**WORK INSTRUCTION:**
Your task is to give the listing below back word for word, pictures excluded.

· · · ·

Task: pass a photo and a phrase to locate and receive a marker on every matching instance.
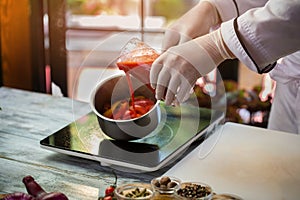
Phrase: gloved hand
(175, 72)
(196, 22)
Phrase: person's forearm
(229, 9)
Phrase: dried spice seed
(194, 191)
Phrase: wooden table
(26, 118)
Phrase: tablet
(178, 129)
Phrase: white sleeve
(229, 9)
(262, 35)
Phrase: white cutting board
(253, 163)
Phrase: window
(98, 29)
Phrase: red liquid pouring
(128, 68)
(136, 60)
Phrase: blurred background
(64, 47)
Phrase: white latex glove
(174, 73)
(196, 22)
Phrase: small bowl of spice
(195, 191)
(141, 191)
(165, 184)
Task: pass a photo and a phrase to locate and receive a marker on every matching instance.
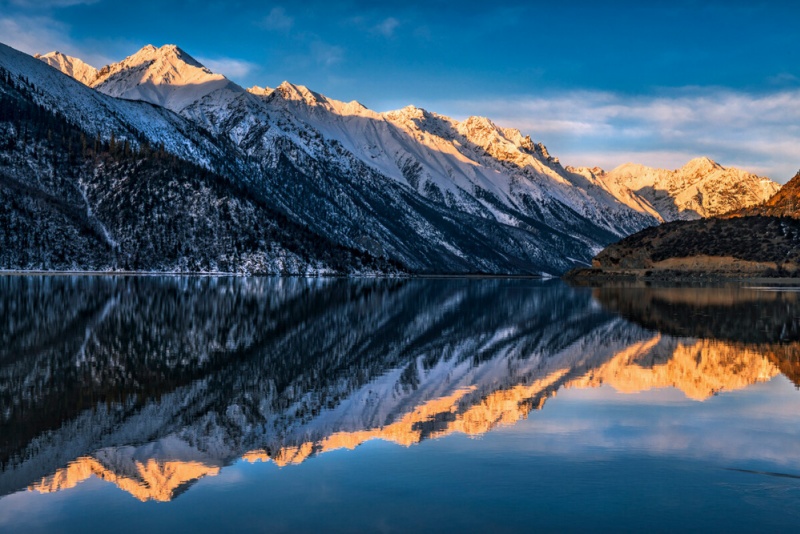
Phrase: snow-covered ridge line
(430, 192)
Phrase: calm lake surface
(133, 404)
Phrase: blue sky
(600, 83)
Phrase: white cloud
(386, 27)
(230, 67)
(759, 132)
(278, 19)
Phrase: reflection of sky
(663, 422)
(590, 457)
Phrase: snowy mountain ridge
(430, 192)
(701, 188)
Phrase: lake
(169, 404)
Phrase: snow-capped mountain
(701, 188)
(429, 192)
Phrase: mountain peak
(702, 163)
(260, 91)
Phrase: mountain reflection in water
(153, 383)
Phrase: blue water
(578, 457)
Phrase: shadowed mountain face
(153, 383)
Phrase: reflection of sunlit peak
(699, 368)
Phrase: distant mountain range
(355, 190)
(759, 241)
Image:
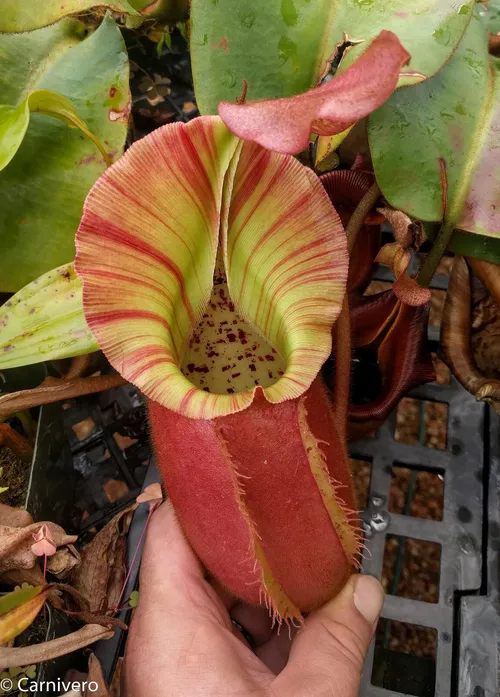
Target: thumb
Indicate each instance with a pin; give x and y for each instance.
(328, 653)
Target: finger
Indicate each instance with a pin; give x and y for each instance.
(171, 576)
(275, 652)
(328, 653)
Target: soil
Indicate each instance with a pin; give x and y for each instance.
(15, 475)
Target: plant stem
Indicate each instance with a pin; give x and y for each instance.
(55, 389)
(432, 260)
(343, 325)
(358, 217)
(136, 552)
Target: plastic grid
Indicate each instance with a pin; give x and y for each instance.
(460, 532)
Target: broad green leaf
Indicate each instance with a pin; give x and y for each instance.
(211, 266)
(26, 15)
(282, 47)
(14, 121)
(9, 601)
(466, 244)
(454, 116)
(15, 621)
(45, 321)
(43, 188)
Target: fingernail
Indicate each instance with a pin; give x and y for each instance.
(368, 597)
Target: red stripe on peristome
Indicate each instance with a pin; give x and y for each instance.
(284, 269)
(110, 231)
(292, 212)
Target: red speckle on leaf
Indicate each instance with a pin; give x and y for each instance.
(120, 114)
(87, 160)
(222, 44)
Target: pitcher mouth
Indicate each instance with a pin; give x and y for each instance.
(200, 253)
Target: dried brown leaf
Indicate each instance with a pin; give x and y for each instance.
(47, 650)
(485, 336)
(63, 561)
(102, 571)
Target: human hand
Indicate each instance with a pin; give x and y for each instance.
(182, 642)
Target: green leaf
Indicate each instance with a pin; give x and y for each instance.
(43, 188)
(454, 116)
(26, 15)
(16, 620)
(282, 47)
(14, 121)
(466, 244)
(45, 321)
(9, 601)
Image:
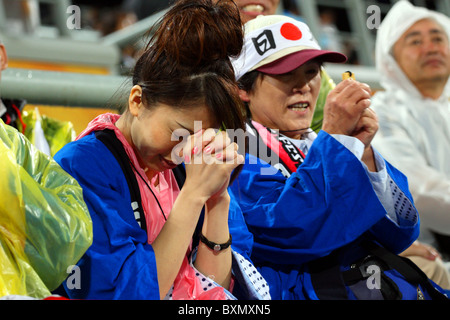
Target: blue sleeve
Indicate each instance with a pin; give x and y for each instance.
(120, 264)
(328, 203)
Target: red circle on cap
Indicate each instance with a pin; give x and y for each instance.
(291, 31)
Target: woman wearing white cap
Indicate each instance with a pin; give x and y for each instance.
(316, 204)
(413, 59)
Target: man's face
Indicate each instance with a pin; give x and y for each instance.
(3, 59)
(423, 53)
(250, 9)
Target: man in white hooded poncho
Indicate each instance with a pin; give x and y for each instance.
(413, 59)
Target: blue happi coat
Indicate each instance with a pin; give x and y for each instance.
(120, 264)
(328, 203)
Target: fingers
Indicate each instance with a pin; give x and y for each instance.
(355, 94)
(210, 146)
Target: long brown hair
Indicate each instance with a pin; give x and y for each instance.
(186, 61)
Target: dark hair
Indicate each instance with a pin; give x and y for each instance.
(187, 60)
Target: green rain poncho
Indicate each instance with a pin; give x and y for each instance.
(45, 225)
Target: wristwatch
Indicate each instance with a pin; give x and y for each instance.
(215, 246)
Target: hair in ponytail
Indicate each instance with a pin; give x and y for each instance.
(186, 61)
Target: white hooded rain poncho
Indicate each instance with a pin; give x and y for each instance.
(414, 133)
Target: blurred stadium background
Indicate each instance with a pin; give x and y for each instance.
(73, 70)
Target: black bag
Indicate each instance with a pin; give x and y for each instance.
(393, 271)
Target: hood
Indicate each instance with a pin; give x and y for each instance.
(398, 20)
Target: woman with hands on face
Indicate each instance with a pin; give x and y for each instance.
(145, 247)
(314, 201)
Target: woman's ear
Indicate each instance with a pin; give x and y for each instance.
(135, 100)
(244, 95)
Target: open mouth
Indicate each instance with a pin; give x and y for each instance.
(253, 8)
(299, 107)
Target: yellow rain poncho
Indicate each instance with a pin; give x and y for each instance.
(45, 225)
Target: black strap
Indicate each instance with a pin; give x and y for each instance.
(326, 278)
(411, 272)
(110, 140)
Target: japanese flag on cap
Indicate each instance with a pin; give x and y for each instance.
(277, 44)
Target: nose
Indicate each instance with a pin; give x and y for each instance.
(302, 87)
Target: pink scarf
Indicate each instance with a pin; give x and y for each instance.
(186, 285)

· · · ·

**TASK OUTPUT:**
Task: pass a photo and a phrase to locate and receive a marker on every matching instance.
Phrase: gloved hand
(175, 72)
(196, 22)
Phrase: person's forearm
(229, 9)
Phrase: dried spice seed
(194, 191)
Phrase: wooden table
(26, 118)
Phrase: tablet
(178, 129)
Phrase: white sleeve
(229, 9)
(262, 35)
Phrase: white cutting board
(253, 163)
Phrase: window
(98, 29)
Phrase: red liquid pouring
(128, 68)
(136, 60)
Phrase: blurred background
(64, 47)
Phrase: white latex glove
(174, 73)
(196, 22)
Phrase: small bowl of spice
(195, 191)
(141, 191)
(165, 184)
Task: pass a photo and a phrase to locate and receive a marker on every matching instance.
Phrase: snow-covered ridge line
(430, 192)
Phrase: calm lake surface
(133, 404)
Phrase: blue sky
(600, 83)
Phrase: white cloud
(386, 27)
(230, 67)
(759, 132)
(278, 19)
Phrase: reflection of sky
(663, 422)
(590, 457)
Phrase: snowy mountain ridge
(430, 192)
(701, 188)
Phrase: lake
(169, 404)
Phrase: snow-capped mountain
(701, 188)
(429, 192)
Phrase: mountain peak
(702, 163)
(260, 91)
Phrase: mountain reflection in water
(153, 383)
Phrase: blue water
(578, 457)
Phrase: shadowed mountain face
(153, 383)
Phrase: reflection of sunlit peak
(699, 368)
Phrase: distant mountain range
(355, 190)
(759, 241)
Image:
Target: thumb
Indicate each instance with a pin; give x and y for each instance.
(328, 653)
Target: finger
Indicate each instance with a pin; give x and y for each instance.
(171, 576)
(275, 652)
(328, 653)
Target: soil
Indicate each instance with a pin; give x and y for each instance.
(15, 475)
Target: plant stem
Indicate each instance with a pin; give x and y for each instance.
(55, 389)
(432, 260)
(343, 325)
(358, 217)
(136, 552)
Target: plastic grid
Indicate each instance with a pin; give x and y for each instance.
(460, 532)
Target: broad green leaf
Indicate each instance with a pin; give x and y for each instance.
(211, 266)
(26, 15)
(282, 47)
(14, 121)
(9, 601)
(466, 244)
(454, 116)
(15, 621)
(45, 321)
(43, 188)
Target: fingernail
Indicate each instance with a pin; give x and y for each instance.
(368, 597)
Target: red stripe on peristome
Indicate each instance with a pin; give x and y for each instance.
(284, 269)
(110, 231)
(292, 212)
Target: red speckle on leaf
Indicate each instance with a pin; give x and y for each instance.
(120, 114)
(87, 160)
(222, 44)
Target: pitcher mouth
Indicate each instance with a pin; give x and y for each instance.
(200, 253)
Target: dried brown leaf
Indicate each instance with a pin; give x and y for each instance.
(47, 650)
(485, 336)
(63, 561)
(102, 571)
Target: human hand
Indicate each instance with a pin; give x and y for each instance.
(182, 642)
Target: green leaf
Indicate each instance with a pin; give x and y for each instance.
(43, 188)
(454, 116)
(26, 15)
(16, 620)
(282, 47)
(14, 121)
(466, 244)
(45, 321)
(9, 601)
Image:
Target: blue sleeve
Indicate each instance with a pin; give x and y for each instance.
(120, 264)
(328, 203)
Target: red circle on cap
Indicate each instance with a pin; give x and y for each instance.
(291, 31)
Target: woman wearing white cap
Indicate each instance with a pin; give x and y for each instance.
(316, 204)
(413, 59)
Target: man's face
Indicate each instance with a pin; give x and y for each instance.
(3, 59)
(423, 53)
(250, 9)
Target: man in white hooded poncho
Indicate each instance with a pin; give x and y for each instance.
(413, 59)
Target: blue happi coat
Indicate each instance with a pin; give x and y for each instance.
(120, 264)
(328, 203)
Target: fingers
Indicate each instance with a pin; give x and y for each instance.
(355, 94)
(210, 146)
Target: long brown hair
Indicate each instance with a pin; give x and y for each instance.
(186, 61)
Target: dark hair
Indicate each instance with a pin; give x and y for each instance.
(187, 60)
Target: green rain poncho
Indicate each instance with a pin; give x and y for each instance.
(45, 225)
Target: wristwatch
Indicate each instance with a pin; give x and y for each instance.
(215, 246)
Target: hair in ponytail
Indicate each instance with a pin; give x and y for each instance.
(186, 61)
Target: white hooded rain poncho
Indicate each instance with a pin; give x and y for each instance.
(414, 133)
Target: blurred stadium background
Indicate each instance with a pin; give x and y for each instance.
(73, 70)
Target: black bag
Indicate each instance with a pin; give x and y for each instance.
(393, 271)
Target: hood
Indicate each instance with a pin; give x and y for each instance.
(398, 20)
Target: woman with hands on face
Indicate each instance with a pin; give x and y for each instance.
(145, 247)
(314, 201)
Target: woman's ear
Indicate each instance with a pin; give x and y for each instance.
(135, 100)
(244, 95)
Target: open mouth
Indicate each instance with a pin; give x and y for each instance.
(253, 8)
(299, 107)
Target: yellow rain poncho
Indicate each instance with a pin; give x and y for each instance.
(45, 225)
Target: black strap
Indicate each instance with a pin; give x and y for each instance.
(326, 278)
(411, 272)
(110, 140)
Target: japanese flag on cap
Indicate each instance with a pin; give x and y for each instance.
(277, 44)
Target: nose
Indicate each instance with a pin; give x and y for each instance.
(302, 87)
Target: pink scarf
Indicate each instance with a pin; give x and y for each instance.
(186, 285)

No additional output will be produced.